Between the line containing "Query: mountain range" and the line containing "Query: small window on barn" lies a run of lines; give that run again exactly, with both of those lines, and nothing else from the entries below.
___ MATERIAL PROVIDED ___
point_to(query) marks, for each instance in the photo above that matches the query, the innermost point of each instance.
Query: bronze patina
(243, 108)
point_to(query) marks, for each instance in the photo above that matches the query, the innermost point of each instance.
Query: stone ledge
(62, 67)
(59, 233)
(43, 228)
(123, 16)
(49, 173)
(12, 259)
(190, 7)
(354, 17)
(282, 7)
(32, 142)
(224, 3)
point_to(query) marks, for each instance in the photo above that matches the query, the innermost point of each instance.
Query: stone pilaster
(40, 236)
___
___ MATERIAL PROVIDED ___
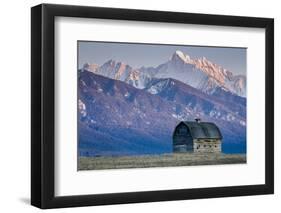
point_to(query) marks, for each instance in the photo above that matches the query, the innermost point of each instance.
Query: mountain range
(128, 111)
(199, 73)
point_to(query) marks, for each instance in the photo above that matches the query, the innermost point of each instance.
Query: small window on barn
___
## TASK SOLUTION
Query: mountain range
(128, 111)
(199, 73)
point_to(query) marks, for each instance in the photo above that matches the query, the innermost point of each instance.
Query: small window on barn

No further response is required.